__WHAT IS NEEDED__
Look for the line containing "Annotation task — identify one point per instance of the running" in the listing below. Retype that line and every subsequent line through the last one, and only those.

Point labeling examples:
[start]
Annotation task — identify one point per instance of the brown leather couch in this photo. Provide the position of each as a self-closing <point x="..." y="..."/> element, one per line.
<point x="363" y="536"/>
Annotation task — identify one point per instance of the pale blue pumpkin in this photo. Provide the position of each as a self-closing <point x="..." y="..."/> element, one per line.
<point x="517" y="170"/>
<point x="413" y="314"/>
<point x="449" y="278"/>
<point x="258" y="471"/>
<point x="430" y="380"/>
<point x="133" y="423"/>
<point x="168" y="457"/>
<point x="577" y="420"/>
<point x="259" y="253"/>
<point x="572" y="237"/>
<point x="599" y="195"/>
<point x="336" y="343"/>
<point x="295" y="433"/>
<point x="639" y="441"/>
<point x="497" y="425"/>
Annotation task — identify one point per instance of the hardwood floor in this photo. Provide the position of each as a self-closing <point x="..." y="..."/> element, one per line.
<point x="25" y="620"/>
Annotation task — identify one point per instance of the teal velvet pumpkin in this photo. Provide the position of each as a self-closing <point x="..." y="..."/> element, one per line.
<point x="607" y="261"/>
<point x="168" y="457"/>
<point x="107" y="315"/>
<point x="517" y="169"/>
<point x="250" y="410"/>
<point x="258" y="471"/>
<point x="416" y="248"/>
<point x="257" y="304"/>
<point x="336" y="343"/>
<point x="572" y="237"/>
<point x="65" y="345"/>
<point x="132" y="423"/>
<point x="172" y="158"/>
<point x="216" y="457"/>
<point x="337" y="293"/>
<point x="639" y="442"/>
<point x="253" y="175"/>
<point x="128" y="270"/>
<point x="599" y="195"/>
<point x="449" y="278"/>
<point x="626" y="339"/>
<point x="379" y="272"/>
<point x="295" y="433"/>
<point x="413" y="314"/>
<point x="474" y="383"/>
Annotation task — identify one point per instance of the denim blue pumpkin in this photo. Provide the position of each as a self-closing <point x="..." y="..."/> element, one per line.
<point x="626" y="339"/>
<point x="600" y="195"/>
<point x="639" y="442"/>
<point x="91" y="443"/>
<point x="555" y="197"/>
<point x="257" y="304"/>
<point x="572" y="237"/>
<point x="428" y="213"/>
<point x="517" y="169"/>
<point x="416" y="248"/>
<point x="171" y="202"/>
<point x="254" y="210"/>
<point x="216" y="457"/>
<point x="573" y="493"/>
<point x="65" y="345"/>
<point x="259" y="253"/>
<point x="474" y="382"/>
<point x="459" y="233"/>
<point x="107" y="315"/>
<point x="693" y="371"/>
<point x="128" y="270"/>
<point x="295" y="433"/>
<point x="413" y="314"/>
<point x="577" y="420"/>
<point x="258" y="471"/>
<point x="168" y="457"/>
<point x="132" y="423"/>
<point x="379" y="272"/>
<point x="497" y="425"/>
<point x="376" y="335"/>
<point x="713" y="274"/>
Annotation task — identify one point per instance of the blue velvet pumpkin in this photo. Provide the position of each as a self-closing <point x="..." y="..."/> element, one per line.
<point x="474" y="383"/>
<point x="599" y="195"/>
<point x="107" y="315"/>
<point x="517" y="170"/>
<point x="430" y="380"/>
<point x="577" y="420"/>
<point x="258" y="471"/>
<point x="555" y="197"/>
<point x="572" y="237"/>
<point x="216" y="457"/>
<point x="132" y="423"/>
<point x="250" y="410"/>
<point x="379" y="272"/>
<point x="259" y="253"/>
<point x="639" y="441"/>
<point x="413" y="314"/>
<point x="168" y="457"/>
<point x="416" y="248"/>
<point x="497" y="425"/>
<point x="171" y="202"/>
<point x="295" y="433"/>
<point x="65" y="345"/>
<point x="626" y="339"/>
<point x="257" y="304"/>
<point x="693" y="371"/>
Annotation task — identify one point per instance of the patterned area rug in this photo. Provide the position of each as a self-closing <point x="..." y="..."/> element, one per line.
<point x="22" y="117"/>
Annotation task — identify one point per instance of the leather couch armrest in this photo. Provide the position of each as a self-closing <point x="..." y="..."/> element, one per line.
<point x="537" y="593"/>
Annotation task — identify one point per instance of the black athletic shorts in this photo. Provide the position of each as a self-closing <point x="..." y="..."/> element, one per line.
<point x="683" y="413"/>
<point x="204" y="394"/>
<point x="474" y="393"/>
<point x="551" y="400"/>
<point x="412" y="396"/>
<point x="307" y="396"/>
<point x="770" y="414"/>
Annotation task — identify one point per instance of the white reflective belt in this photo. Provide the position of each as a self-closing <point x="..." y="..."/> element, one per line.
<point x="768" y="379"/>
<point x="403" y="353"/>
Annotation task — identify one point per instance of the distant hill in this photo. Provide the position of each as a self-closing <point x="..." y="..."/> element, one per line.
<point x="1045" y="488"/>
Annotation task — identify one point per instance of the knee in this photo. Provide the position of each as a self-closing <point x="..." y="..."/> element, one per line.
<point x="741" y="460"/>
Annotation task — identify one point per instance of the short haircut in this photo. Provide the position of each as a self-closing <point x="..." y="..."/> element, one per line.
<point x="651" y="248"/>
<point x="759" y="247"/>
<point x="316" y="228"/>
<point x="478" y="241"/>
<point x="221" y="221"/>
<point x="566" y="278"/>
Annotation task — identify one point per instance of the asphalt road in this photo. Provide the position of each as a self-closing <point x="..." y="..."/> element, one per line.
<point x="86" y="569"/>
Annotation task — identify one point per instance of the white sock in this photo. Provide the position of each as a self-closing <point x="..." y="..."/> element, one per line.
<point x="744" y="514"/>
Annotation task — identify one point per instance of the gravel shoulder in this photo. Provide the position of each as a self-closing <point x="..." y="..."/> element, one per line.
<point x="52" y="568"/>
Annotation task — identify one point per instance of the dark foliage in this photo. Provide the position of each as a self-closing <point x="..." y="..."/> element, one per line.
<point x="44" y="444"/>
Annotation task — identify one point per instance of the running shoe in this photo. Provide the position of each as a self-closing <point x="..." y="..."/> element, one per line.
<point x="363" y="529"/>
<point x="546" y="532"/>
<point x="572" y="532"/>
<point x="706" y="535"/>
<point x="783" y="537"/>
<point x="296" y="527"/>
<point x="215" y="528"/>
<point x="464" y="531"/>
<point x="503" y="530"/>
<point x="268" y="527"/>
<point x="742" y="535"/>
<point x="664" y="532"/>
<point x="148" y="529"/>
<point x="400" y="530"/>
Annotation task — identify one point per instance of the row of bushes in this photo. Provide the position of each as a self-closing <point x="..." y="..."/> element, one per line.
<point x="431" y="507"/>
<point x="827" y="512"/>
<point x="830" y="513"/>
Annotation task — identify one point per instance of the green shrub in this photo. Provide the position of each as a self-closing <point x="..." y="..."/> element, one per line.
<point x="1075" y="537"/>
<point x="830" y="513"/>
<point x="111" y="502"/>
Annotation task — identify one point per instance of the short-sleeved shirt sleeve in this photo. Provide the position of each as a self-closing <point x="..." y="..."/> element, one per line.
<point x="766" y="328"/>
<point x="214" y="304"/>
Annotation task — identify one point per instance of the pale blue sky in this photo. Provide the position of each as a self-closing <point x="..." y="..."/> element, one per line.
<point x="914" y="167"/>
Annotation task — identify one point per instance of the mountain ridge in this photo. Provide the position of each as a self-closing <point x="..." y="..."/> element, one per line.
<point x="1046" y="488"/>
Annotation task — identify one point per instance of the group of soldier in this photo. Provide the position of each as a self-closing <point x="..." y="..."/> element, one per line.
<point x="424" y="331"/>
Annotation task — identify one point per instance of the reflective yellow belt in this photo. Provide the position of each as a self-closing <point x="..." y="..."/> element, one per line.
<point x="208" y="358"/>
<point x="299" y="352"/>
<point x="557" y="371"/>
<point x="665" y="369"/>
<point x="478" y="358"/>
[end]
__SOLUTION__
Annotation task — identify one point per instance of the running shoe in this photo. Provide the position of each as a self-closing <point x="..." y="..."/> element, one per line.
<point x="363" y="529"/>
<point x="546" y="532"/>
<point x="572" y="532"/>
<point x="706" y="535"/>
<point x="783" y="537"/>
<point x="296" y="527"/>
<point x="215" y="528"/>
<point x="464" y="531"/>
<point x="503" y="530"/>
<point x="268" y="527"/>
<point x="742" y="535"/>
<point x="664" y="532"/>
<point x="148" y="529"/>
<point x="400" y="530"/>
Annotation task — identify one point per instance of the row of bushes in this photo. Provide the position of each as a self-closing <point x="..." y="..."/> element, one per line.
<point x="431" y="507"/>
<point x="827" y="512"/>
<point x="830" y="513"/>
Annotation task — identify one point per instance of the green shrub in this photo. Provide the position of each as a self-closing <point x="..." y="..."/> element, one per line.
<point x="1075" y="537"/>
<point x="830" y="513"/>
<point x="111" y="502"/>
Annotation task — identify one point per instance of the short-sleeved shirt sleeve in this photo. Provide the position of each as a self-closing <point x="..." y="..."/> element, one per line.
<point x="766" y="328"/>
<point x="214" y="304"/>
Annotation task — identify one point per instance of the pale blue sky in this photo. Provide the position of each as a self-closing <point x="..." y="..."/> element, one per line.
<point x="914" y="167"/>
Annotation task — identify one point per instance of the mountain ridge in this photo. Provide the position of each as a self-closing <point x="..." y="..."/> element, one per line.
<point x="1046" y="488"/>
Annotation task — identify one point per instance of the group of soldier in this photo. Provide the position of each as a self-closing <point x="..." y="..."/> element, one per line.
<point x="424" y="331"/>
Annotation task — identify one point per instance of the reflective yellow belt in this photo. Provide the position of each as a self-closing <point x="..." y="..."/> element, one per line.
<point x="208" y="358"/>
<point x="299" y="352"/>
<point x="557" y="371"/>
<point x="665" y="369"/>
<point x="478" y="358"/>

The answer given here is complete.